GIVEN ENTRIES
- Opening Delimiter -
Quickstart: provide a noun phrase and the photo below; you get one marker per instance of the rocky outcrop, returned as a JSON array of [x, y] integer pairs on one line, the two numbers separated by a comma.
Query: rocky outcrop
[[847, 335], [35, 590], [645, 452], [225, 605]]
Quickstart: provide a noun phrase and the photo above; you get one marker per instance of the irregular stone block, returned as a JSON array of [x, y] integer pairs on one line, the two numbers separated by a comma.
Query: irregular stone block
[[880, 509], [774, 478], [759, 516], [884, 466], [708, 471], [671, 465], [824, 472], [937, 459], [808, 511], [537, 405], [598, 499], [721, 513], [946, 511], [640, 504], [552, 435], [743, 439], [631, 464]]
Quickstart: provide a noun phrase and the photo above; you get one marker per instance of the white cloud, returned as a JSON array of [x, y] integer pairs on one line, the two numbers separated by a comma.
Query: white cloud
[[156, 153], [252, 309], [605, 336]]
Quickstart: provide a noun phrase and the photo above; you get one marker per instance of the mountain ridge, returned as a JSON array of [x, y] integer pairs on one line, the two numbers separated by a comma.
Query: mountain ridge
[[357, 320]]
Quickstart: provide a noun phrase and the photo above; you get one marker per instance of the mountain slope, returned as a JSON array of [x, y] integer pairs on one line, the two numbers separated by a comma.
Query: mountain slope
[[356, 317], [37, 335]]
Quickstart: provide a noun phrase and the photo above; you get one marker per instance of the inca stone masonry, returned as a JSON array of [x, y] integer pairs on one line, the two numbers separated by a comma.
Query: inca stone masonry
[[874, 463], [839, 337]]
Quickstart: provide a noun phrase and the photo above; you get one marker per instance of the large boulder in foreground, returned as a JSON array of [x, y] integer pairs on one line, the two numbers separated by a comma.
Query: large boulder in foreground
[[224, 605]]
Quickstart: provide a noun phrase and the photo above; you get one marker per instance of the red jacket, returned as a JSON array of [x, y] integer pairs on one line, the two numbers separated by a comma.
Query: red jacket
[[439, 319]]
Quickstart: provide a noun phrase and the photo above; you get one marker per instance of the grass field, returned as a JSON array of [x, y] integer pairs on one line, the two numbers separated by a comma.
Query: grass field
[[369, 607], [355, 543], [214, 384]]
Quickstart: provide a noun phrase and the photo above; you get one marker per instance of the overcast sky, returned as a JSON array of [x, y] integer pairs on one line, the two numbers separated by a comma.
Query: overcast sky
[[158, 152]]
- Closing Delimiter -
ABOUT THIS EXERCISE
Print each line of the data exactly. Keep all of it.

EXERCISE RESULT
Quickstart: provide a noun phrase and the photo below; you get one marker per instance of the rocky outcrop, returned as a JSON array of [x, y] integer pairs on one line, the two numbers separated by a comma.
Query: rocky outcrop
[[847, 335], [35, 590], [645, 452], [225, 605]]
Quickstart: provide a noun phrase and the photo above; you get one marker per instance of the irregular stone block, returned as a JSON array of [x, y] integer pairs on one line, the two numbers separated by a comma.
Query: irregular stone block
[[880, 509], [774, 478], [759, 516], [884, 466], [708, 471], [671, 465], [824, 472], [937, 459], [808, 511], [537, 405], [598, 499], [721, 513], [946, 511], [640, 504], [552, 435], [743, 439], [631, 464]]
Quickstart: provide a noun phrase and the photo above; you get one marker per instance of the white cloud, returned as a JSON array of [x, y] integer pairs on one line, the two numbers separated by a comma.
Query: white cloud
[[156, 153], [252, 309], [605, 336]]
Quickstart: provide a noun phrase and the photo above; you get one marker per instance of the mountain ridge, returned as a JSON array of [x, y] integer pairs on one line, the two numbers separated by a comma.
Query: mountain ridge
[[357, 320]]
Quickstart: provide a noun phrase and the photo above; you get one marker per instance of the mountain slope, returned as a JSON array of [x, y] integer pairs on one line, the two numbers separated by a comma.
Query: mountain slope
[[356, 317], [37, 335]]
Quickstart: provide a noun phrase and the photo above; you get one marker per instance of the inca stone masonry, returned as a JSON array of [x, y] integer pairs on one line, the two numbers separated by a comma.
Query: inca stone masonry
[[874, 463], [839, 337]]
Quickstart: provide a noun phrase and the photo above; you get one marker per instance of the large boulder in foreground, returned as a JSON array of [x, y] integer pairs on one line, the two numbers separated by a comma.
Query: large boulder in foreground
[[224, 605]]
Quickstart: provide a noun phrase and the photo above; you get one marker per instance of the red jacket, returned as a JSON array of [x, y] integer pairs on one line, the two numbers separated by a comma.
Query: red jacket
[[439, 319]]
Quickstart: provide a noun phrase and the photo above; you get one marker per instance of the grass field, returned as a JSON array of [x, y] integer pairs on one line, the two numbers separated by a comma.
Query: grass field
[[369, 607], [355, 543], [214, 384]]
Quickstart: provide a noun phrase and the photo above; you get one marker per instance of the overcast sky, returned as a JSON array of [x, y] integer pairs on one line, the two numbers separated by a comma.
Query: overcast sky
[[158, 152]]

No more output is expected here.